#### Exercise material ####

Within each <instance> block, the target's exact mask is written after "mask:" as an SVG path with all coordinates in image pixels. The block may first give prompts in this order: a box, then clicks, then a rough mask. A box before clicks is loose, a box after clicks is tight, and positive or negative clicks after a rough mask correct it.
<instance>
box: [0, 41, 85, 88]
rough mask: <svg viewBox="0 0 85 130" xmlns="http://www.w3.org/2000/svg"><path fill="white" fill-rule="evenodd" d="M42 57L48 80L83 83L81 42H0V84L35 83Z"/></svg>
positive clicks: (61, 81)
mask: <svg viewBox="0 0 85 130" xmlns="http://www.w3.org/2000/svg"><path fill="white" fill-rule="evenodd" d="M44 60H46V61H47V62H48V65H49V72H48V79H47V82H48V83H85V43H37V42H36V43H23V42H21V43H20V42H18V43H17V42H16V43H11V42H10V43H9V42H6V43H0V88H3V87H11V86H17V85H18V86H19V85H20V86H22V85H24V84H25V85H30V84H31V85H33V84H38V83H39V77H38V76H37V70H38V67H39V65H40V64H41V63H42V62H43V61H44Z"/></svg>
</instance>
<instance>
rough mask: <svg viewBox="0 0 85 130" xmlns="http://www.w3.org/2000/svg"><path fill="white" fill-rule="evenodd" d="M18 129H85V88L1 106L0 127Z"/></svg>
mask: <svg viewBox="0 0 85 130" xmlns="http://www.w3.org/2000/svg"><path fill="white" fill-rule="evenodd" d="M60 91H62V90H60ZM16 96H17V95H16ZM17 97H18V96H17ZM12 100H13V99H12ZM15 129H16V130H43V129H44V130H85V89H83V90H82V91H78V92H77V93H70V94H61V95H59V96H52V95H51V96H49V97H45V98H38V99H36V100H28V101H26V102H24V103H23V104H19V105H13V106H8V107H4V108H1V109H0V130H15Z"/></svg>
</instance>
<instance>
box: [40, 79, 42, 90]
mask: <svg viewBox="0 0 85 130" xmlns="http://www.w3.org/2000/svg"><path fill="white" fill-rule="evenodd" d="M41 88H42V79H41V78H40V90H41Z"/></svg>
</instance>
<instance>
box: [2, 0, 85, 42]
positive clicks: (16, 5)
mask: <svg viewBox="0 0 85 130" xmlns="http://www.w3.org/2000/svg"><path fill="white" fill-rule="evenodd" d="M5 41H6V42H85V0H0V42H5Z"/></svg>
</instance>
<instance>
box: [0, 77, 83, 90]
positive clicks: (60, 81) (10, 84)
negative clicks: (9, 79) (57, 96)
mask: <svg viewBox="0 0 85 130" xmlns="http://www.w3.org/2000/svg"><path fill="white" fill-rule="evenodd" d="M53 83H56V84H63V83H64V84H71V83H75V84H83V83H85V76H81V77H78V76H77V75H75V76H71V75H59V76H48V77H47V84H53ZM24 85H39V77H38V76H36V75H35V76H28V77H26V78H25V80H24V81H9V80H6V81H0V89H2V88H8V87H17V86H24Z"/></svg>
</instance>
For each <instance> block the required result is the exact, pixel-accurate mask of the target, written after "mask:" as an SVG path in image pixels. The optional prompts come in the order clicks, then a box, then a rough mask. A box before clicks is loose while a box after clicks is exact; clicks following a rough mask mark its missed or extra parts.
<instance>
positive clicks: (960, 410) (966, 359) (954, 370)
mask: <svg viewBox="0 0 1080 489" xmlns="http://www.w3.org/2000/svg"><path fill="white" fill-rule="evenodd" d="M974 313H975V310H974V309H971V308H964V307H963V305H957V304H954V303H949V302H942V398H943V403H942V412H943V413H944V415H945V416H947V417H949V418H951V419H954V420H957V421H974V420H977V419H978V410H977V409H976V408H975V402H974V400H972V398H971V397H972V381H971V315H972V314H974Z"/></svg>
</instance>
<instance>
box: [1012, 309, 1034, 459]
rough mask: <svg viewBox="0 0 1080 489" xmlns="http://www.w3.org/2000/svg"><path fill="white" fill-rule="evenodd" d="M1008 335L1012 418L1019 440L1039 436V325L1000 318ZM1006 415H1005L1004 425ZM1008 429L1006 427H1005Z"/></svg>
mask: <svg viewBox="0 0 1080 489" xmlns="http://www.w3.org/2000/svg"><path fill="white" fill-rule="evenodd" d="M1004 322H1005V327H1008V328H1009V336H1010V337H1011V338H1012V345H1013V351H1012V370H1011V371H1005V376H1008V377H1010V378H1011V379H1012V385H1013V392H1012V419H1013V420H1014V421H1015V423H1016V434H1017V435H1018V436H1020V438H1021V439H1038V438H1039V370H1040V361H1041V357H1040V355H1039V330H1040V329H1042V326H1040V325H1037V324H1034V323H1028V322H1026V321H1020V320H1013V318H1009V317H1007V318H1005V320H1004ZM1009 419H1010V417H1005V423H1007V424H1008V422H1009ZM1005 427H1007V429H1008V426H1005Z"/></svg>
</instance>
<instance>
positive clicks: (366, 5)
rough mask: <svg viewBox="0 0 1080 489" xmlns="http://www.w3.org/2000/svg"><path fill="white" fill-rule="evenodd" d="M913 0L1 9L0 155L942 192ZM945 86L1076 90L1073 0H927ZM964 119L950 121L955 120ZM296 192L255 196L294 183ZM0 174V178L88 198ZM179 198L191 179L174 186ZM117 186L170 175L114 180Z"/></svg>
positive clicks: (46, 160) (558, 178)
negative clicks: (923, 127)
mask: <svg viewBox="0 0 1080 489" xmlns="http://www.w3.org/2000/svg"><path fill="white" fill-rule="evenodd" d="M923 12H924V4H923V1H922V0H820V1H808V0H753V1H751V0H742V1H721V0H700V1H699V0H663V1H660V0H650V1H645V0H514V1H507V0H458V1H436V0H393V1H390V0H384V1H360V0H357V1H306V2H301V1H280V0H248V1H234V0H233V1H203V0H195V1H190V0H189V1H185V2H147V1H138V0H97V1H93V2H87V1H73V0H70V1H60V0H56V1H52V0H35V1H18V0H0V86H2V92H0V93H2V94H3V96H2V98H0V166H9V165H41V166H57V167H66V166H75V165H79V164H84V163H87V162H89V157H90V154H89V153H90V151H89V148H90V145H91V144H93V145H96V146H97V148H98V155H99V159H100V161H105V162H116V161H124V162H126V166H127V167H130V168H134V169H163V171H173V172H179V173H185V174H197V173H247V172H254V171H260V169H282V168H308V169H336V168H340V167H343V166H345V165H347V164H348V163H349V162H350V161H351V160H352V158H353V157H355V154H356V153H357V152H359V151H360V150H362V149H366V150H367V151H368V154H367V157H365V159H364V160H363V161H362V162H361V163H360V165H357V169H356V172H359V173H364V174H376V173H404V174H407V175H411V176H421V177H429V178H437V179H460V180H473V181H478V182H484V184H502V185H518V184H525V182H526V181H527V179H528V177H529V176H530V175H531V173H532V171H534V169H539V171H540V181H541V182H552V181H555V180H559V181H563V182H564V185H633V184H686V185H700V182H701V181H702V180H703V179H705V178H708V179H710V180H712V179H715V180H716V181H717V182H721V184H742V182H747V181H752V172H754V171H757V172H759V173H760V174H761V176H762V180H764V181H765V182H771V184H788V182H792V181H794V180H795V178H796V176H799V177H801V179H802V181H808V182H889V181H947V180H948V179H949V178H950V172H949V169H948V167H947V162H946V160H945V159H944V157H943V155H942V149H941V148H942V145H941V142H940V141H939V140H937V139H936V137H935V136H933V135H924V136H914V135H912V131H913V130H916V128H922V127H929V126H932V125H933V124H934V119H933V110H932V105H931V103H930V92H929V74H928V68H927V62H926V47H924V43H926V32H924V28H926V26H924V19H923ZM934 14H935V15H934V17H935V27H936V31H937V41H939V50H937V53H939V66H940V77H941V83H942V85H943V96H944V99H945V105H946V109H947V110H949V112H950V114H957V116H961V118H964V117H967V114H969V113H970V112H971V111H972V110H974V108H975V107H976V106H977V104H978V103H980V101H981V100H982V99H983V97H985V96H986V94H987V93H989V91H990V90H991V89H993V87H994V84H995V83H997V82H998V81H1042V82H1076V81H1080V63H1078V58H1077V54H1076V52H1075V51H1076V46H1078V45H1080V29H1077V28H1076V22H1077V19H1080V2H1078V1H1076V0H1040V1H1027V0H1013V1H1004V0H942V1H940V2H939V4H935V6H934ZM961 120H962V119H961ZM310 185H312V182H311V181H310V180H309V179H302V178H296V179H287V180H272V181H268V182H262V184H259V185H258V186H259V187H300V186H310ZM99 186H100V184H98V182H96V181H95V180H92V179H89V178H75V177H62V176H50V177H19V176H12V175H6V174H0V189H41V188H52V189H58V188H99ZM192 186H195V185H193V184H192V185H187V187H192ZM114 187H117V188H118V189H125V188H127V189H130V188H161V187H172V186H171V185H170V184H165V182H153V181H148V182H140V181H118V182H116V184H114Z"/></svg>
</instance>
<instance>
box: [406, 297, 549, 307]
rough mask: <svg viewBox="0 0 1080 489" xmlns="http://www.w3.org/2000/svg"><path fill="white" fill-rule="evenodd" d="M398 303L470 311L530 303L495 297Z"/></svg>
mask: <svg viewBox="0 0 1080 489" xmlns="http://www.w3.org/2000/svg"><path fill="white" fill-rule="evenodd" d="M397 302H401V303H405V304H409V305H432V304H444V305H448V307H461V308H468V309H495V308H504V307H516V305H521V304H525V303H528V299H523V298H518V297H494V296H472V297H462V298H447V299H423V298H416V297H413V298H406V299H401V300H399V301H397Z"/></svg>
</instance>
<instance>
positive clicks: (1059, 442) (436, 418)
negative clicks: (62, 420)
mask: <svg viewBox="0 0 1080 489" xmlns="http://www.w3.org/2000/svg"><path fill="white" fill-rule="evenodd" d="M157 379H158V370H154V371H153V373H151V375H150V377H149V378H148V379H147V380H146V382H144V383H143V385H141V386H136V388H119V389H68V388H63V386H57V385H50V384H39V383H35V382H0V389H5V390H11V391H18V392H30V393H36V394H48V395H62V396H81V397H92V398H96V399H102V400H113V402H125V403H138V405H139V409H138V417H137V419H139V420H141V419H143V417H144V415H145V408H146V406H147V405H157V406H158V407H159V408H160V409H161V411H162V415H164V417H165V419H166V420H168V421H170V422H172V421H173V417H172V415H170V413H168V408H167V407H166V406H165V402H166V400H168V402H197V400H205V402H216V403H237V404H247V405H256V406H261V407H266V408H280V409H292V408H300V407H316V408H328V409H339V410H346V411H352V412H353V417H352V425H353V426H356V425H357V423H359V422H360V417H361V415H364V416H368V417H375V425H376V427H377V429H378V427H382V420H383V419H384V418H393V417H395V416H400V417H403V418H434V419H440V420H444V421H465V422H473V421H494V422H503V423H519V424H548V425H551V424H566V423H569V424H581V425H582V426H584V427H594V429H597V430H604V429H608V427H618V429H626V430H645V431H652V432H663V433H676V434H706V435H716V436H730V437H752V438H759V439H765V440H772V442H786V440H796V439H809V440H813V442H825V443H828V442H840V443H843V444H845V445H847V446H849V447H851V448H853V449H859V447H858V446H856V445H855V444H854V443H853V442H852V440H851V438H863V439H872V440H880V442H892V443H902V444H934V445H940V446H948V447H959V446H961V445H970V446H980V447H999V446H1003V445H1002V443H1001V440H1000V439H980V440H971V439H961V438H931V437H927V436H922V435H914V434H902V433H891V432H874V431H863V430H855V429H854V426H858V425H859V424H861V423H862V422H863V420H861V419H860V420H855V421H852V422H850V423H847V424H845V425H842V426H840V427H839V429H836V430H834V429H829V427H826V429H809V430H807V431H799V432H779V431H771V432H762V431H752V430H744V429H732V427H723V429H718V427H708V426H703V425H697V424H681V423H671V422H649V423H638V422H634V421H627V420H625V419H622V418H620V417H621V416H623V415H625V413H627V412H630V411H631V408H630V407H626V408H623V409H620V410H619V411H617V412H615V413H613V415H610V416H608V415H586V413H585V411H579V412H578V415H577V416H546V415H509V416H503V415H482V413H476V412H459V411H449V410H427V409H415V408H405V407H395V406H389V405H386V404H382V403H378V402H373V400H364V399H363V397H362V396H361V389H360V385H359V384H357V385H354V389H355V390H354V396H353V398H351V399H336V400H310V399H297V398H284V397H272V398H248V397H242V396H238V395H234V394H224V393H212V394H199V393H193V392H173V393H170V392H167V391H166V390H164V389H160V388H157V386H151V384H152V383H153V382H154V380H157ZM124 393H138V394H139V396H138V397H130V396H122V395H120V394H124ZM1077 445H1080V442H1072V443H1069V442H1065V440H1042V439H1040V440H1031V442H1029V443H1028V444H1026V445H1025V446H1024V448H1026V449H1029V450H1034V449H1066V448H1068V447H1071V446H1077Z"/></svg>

####

Return every line of the records that contains the word "correct", matching case exactly.

● Output:
Within each <instance> block, the target's exact mask is written after "mask:" as an SVG path with all coordinates in image pixels. The block may first give prompts in this order: a box, then clicks, then a rough mask. A box before clicks is loose, a box after clicks is tight, and positive or negative clicks after a rough mask correct it.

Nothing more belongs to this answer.